* EXCERPTED PASSAGE:
Well, if today is any indication there’s one thing SpaceX can do that NASA definitely can’t: Have a massive and much-hyped spacecraft blow up spectacularly after launch and then the camera pans to everyone applauding wildly and saying, “Wow, what a great test, we learned so much!” instead of “Wow, how dangerous and irresponsible, NASA has lost its touch, we can’t trust them, maybe should give all its money to some upstart company.”

@cyberlyra it's a different approach to development than present day NASA's.

NASA has taken 11 years and over $20B to get one successful launch of SLS. A launch that resulted in the entire vehicle except for the capsule being dumped into the ocean. With luck there will be a second SLS launch in 2025. And another billion dollar vehicle at the bottom of the ocean.

About 4 years ago SpaceX started from zero on the Booster/Starship combo and have now flown, if ever so briefly, the largest and most powerful rocket ever made.

* AIM 1:
Return each line of the listing that contains the string "window", matching case exactly.

[Excerpts of location labeling data]
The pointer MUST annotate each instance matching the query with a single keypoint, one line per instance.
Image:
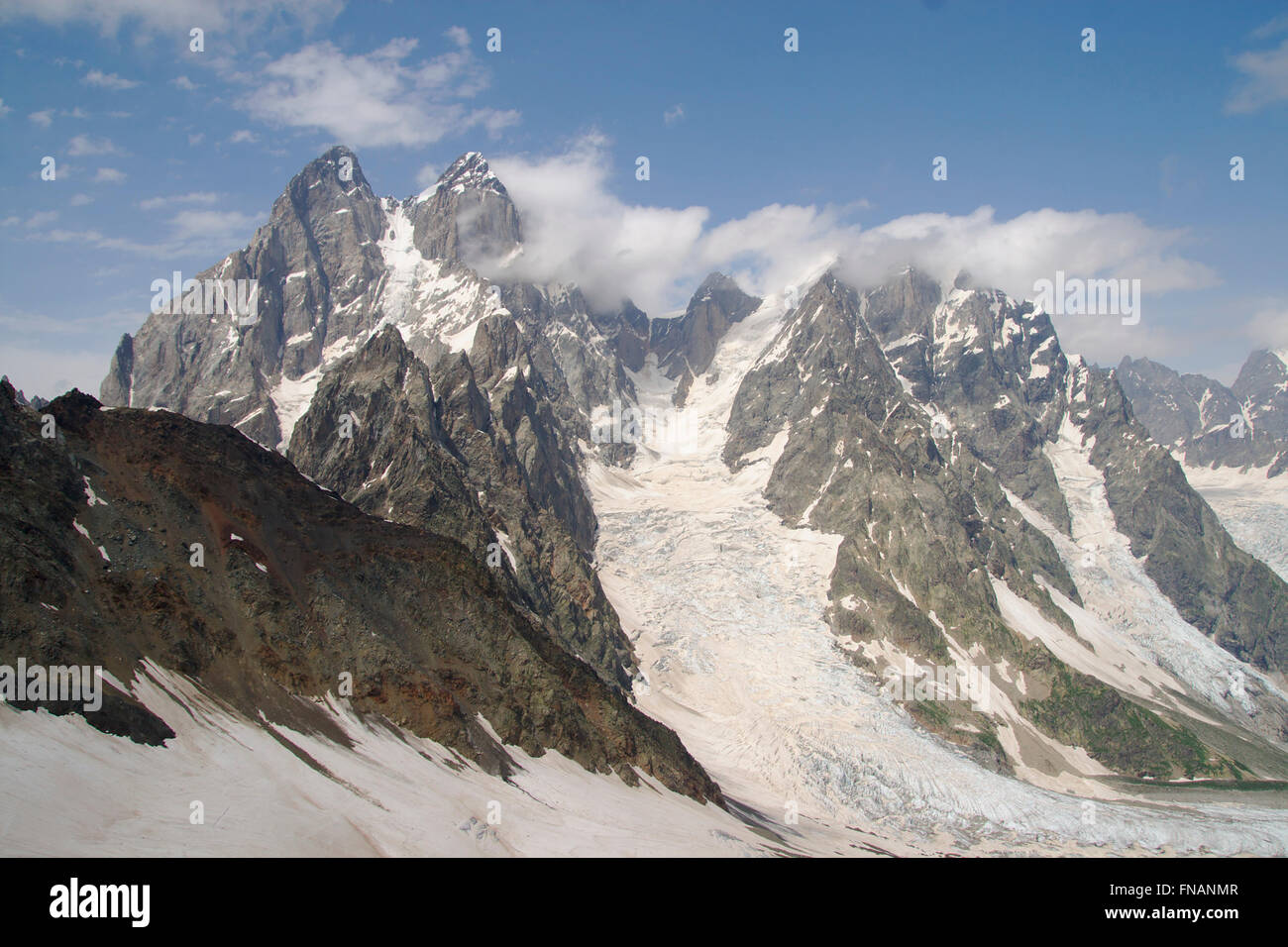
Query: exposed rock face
(1210, 424)
(905, 449)
(914, 420)
(468, 213)
(296, 587)
(690, 343)
(1215, 585)
(487, 466)
(120, 376)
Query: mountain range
(735, 618)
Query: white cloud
(191, 234)
(52, 369)
(42, 217)
(1269, 324)
(378, 98)
(578, 231)
(84, 145)
(193, 197)
(107, 80)
(1265, 78)
(233, 17)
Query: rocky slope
(1210, 424)
(294, 590)
(988, 495)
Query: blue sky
(760, 158)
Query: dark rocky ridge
(428, 631)
(1207, 423)
(468, 463)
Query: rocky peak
(690, 343)
(467, 214)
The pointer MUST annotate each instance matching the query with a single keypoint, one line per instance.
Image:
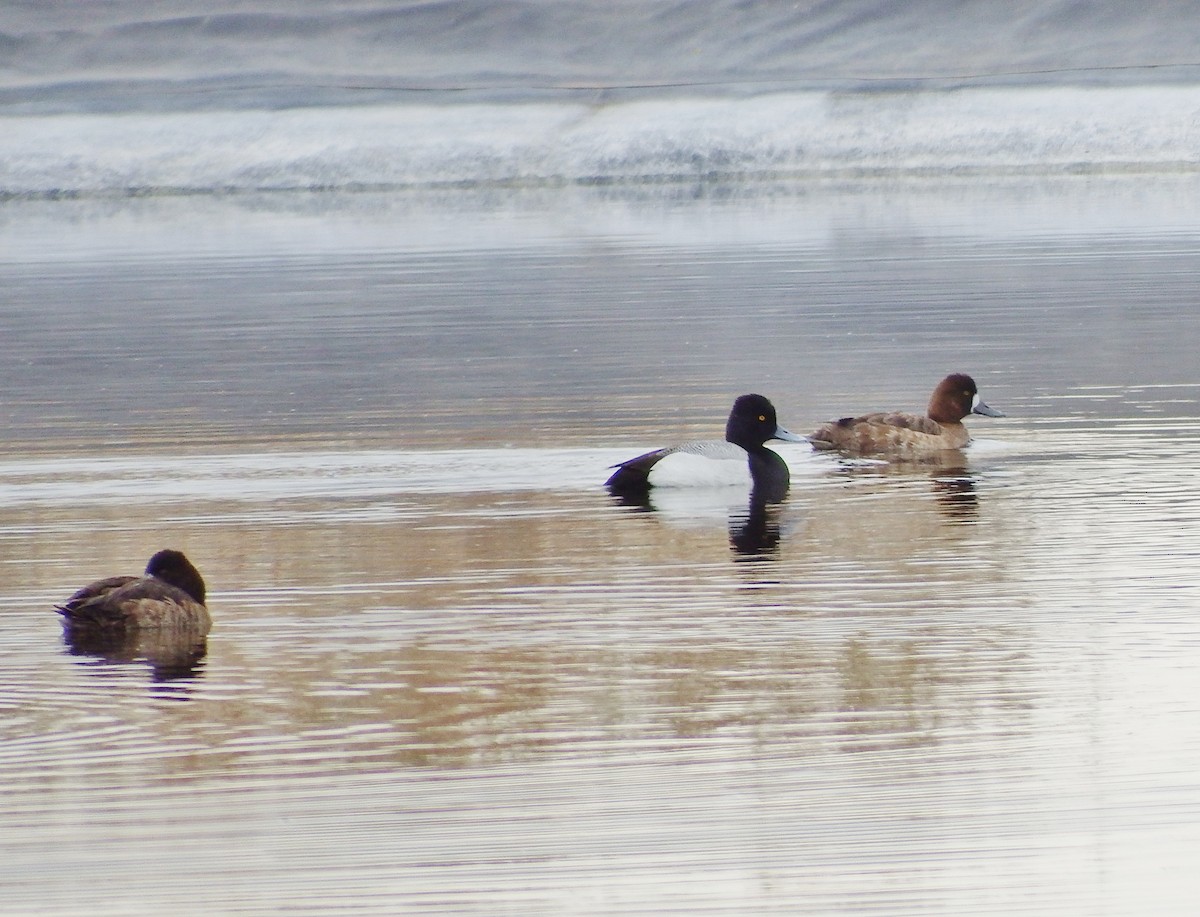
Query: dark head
(957, 396)
(173, 568)
(753, 423)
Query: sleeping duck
(169, 595)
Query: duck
(168, 597)
(901, 435)
(741, 459)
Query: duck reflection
(952, 484)
(757, 533)
(169, 655)
(753, 523)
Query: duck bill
(787, 436)
(981, 408)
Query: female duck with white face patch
(741, 459)
(900, 435)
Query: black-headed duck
(903, 435)
(169, 595)
(742, 457)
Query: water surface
(450, 675)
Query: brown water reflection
(450, 675)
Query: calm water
(450, 675)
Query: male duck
(741, 459)
(909, 435)
(169, 595)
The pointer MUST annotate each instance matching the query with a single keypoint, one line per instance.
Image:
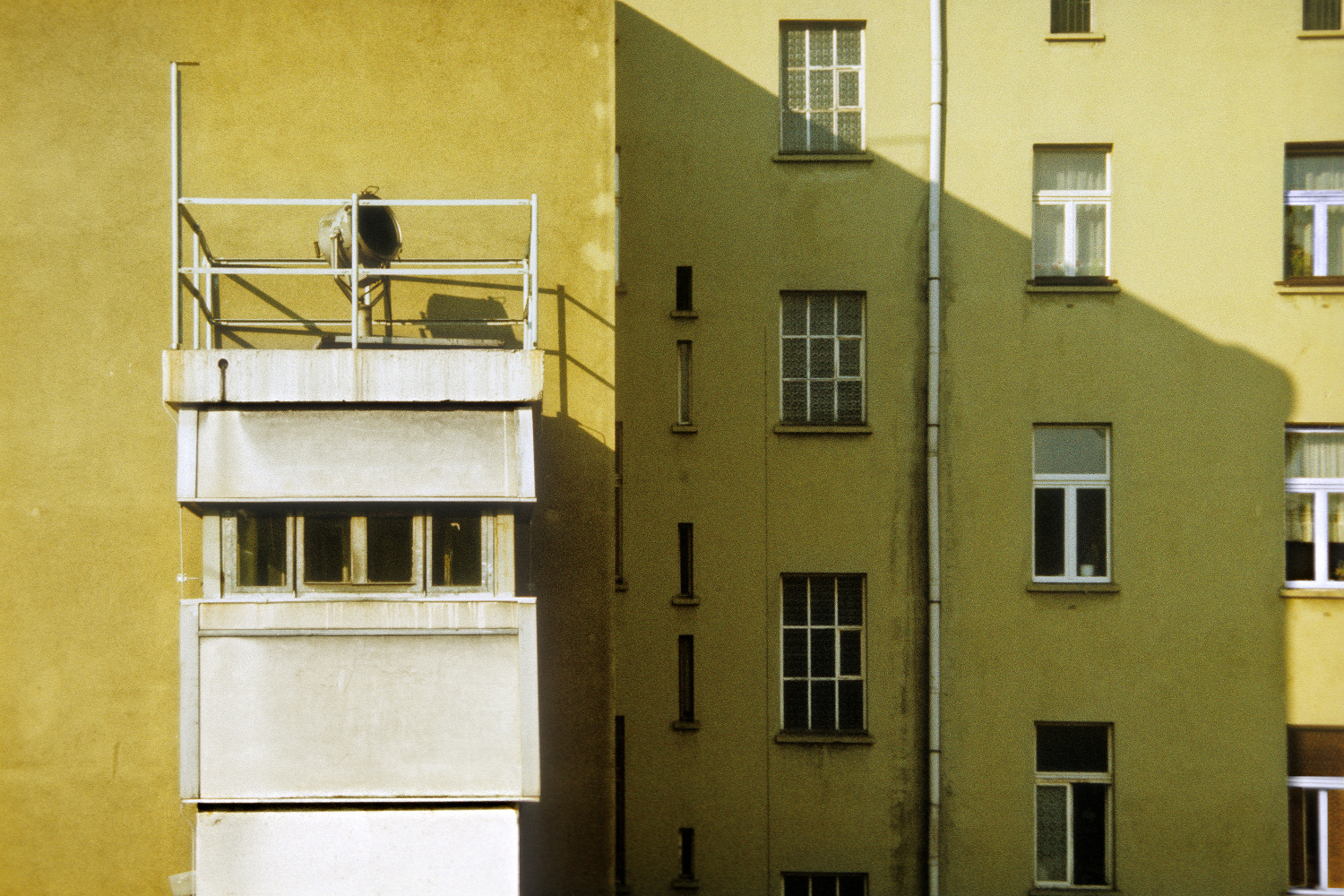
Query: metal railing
(198, 279)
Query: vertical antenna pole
(354, 271)
(531, 263)
(175, 142)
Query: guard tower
(359, 673)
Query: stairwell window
(1314, 212)
(1314, 512)
(823, 653)
(1072, 503)
(1073, 805)
(822, 86)
(1070, 228)
(822, 358)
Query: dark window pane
(823, 653)
(849, 599)
(824, 705)
(1091, 532)
(1072, 748)
(851, 705)
(327, 548)
(1050, 532)
(851, 653)
(823, 599)
(456, 555)
(390, 548)
(795, 653)
(1089, 834)
(796, 705)
(852, 884)
(795, 600)
(263, 549)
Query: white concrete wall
(194, 376)
(426, 852)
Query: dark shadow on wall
(698, 185)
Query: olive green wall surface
(425, 101)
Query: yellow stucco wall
(449, 99)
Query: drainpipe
(932, 440)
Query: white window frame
(1320, 487)
(1320, 786)
(835, 67)
(838, 677)
(495, 524)
(1070, 482)
(1064, 780)
(1070, 199)
(806, 336)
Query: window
(823, 653)
(800, 884)
(822, 358)
(683, 383)
(1314, 809)
(1070, 228)
(1314, 210)
(1070, 16)
(1072, 503)
(822, 86)
(1314, 514)
(276, 549)
(1073, 805)
(685, 677)
(1320, 15)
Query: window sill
(1338, 594)
(824, 156)
(819, 429)
(823, 737)
(1073, 587)
(1032, 287)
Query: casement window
(1314, 513)
(1314, 210)
(1070, 228)
(1070, 16)
(822, 358)
(823, 653)
(806, 884)
(1314, 809)
(822, 86)
(1072, 503)
(1073, 805)
(327, 549)
(1320, 15)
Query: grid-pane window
(823, 651)
(822, 358)
(1314, 508)
(1070, 16)
(1073, 804)
(1314, 809)
(806, 884)
(1314, 210)
(1070, 230)
(1320, 15)
(822, 86)
(1072, 504)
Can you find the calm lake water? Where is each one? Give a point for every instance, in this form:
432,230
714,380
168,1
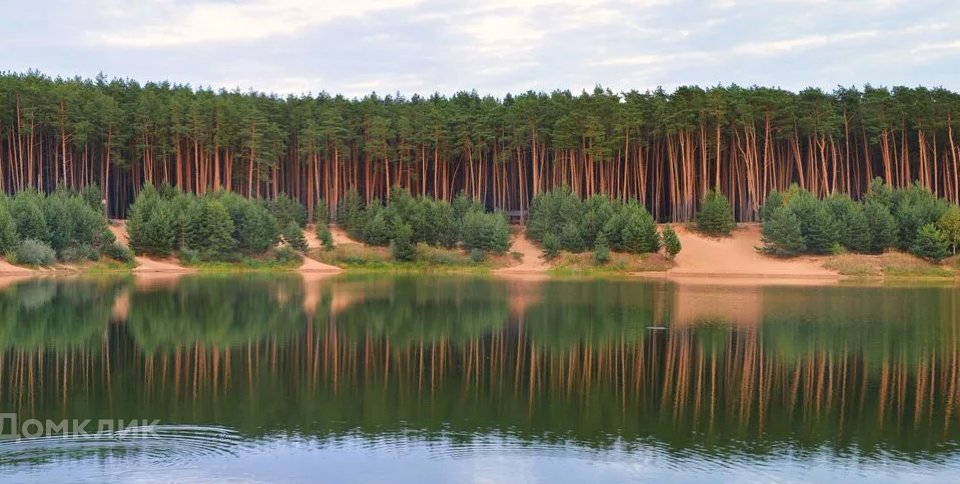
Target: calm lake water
458,379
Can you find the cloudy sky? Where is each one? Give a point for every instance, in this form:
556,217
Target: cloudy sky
494,46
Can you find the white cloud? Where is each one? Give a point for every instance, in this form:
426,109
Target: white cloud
761,48
179,24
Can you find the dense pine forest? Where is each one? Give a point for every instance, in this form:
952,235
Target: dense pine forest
664,149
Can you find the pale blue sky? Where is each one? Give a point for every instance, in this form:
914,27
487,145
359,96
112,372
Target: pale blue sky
493,46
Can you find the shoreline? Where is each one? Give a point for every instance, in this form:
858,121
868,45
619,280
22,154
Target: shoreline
703,260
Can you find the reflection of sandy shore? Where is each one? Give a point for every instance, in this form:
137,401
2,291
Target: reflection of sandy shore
740,280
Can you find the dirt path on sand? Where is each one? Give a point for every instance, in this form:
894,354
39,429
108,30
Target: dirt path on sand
737,256
531,264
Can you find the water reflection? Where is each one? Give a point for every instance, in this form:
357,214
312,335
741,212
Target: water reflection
863,373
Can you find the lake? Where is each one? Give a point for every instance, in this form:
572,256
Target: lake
423,379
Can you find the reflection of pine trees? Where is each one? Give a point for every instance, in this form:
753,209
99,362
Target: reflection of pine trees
439,356
44,313
217,311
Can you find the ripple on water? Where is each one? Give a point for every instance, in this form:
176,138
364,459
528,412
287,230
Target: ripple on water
173,445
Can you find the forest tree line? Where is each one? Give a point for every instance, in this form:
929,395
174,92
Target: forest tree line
665,150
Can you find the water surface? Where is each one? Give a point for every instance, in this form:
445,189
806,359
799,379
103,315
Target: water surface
462,379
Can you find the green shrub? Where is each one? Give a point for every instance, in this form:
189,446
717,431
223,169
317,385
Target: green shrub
881,225
188,255
35,252
930,244
671,242
781,234
8,230
293,236
27,210
477,256
601,250
321,213
91,196
773,202
350,214
326,238
570,238
716,215
551,246
402,247
210,229
81,253
949,224
485,231
152,225
287,209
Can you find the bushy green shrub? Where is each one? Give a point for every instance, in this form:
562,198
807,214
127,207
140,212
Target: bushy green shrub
8,230
477,256
210,229
326,238
293,236
188,255
401,246
152,224
350,214
36,253
949,224
485,231
551,246
781,235
930,244
671,242
287,209
716,215
81,253
773,202
601,250
881,225
27,210
255,228
321,213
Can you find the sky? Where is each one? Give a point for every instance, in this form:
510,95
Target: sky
354,47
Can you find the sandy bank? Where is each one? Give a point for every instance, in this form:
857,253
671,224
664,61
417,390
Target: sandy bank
531,266
736,257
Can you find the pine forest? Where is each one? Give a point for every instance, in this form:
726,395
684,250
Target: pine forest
664,149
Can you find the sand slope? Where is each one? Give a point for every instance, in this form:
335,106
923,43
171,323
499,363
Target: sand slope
532,262
737,256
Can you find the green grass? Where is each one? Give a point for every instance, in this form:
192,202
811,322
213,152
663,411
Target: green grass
891,264
364,258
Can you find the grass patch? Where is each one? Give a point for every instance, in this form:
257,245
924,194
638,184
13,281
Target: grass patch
891,264
620,263
267,262
357,257
855,265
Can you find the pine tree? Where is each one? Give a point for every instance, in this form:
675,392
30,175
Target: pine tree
773,202
950,226
930,244
401,247
882,227
326,238
293,236
8,231
715,216
601,250
671,241
781,234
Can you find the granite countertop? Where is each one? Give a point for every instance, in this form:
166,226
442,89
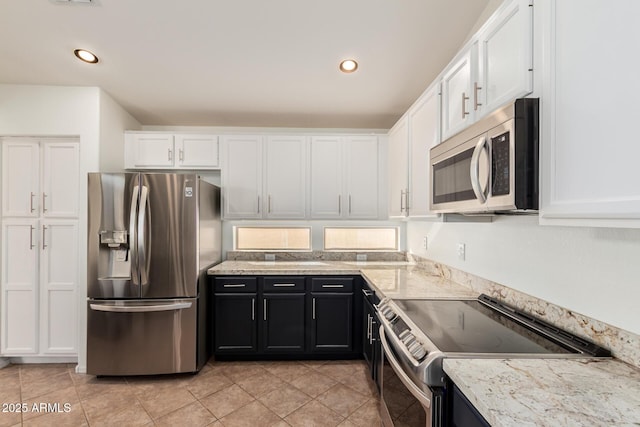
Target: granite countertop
393,279
550,392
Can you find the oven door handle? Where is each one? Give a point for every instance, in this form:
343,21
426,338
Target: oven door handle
413,389
474,170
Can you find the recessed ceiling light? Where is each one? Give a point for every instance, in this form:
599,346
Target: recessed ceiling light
86,56
348,66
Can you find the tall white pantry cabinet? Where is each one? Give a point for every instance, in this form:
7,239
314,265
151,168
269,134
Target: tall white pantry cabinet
40,186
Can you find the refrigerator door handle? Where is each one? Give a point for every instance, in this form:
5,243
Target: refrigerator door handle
142,253
140,308
133,237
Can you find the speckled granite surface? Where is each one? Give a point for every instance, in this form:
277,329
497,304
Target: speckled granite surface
550,392
624,345
394,279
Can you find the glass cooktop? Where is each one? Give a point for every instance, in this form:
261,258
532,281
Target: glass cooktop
471,327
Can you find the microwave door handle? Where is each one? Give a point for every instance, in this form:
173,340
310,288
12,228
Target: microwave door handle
474,170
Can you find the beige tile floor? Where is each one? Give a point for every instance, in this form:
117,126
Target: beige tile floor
255,394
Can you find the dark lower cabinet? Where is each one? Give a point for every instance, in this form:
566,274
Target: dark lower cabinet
235,326
331,322
283,323
287,316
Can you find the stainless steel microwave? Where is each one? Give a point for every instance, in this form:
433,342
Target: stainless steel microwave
492,166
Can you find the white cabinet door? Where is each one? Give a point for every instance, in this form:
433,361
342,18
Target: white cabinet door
424,125
326,176
589,151
150,151
505,67
58,284
457,96
286,159
361,176
60,179
398,168
197,151
20,179
20,305
242,177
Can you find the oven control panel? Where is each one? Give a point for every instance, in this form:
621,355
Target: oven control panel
402,333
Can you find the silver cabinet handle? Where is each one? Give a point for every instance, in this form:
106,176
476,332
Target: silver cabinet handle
464,99
31,245
476,88
474,171
44,230
139,308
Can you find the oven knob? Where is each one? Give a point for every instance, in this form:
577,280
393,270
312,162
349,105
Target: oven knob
388,313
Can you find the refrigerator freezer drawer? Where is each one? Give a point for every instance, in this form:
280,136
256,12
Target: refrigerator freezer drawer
141,337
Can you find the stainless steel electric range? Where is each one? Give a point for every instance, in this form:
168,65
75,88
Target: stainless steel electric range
417,334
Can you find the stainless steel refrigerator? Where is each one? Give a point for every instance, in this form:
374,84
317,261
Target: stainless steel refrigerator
151,239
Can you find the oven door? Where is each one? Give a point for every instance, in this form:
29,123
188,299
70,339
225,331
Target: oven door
460,176
403,402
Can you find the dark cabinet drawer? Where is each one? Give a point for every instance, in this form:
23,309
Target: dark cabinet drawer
283,284
235,284
332,284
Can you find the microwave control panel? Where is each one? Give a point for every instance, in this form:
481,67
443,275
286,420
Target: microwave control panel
500,165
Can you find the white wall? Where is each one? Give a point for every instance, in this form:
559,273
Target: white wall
592,271
114,120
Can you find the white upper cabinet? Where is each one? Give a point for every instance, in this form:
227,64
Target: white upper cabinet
361,177
505,67
493,69
285,186
344,177
409,143
40,178
424,120
159,150
398,167
457,98
60,179
589,112
326,176
242,177
20,179
197,151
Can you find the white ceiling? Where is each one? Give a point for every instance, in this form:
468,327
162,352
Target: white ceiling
240,62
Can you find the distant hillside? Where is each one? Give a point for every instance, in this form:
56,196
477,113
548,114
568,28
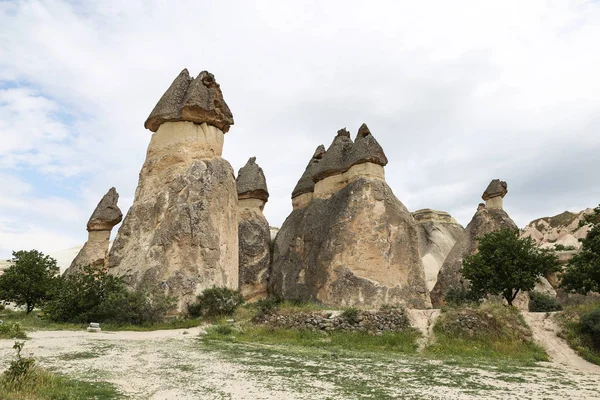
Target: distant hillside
562,229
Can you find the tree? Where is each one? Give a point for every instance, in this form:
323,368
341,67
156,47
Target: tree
30,280
507,264
582,275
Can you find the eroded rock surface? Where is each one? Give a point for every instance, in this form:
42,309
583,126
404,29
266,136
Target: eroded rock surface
438,232
181,233
485,220
353,242
95,251
196,100
253,232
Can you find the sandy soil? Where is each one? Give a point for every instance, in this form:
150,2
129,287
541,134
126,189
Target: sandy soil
545,331
177,364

* AIM 2:
List every number written in digits in the post about SpaceX and NASA.

* EXERCISE ANSWER 1:
Query: stairwell window
Query: dark window pane
Query: white window frame
Query: window
Query: window sill
Query: casement window
Query: grid-pane window

* EXERCISE ANSWER 2:
11
$20B
2025
4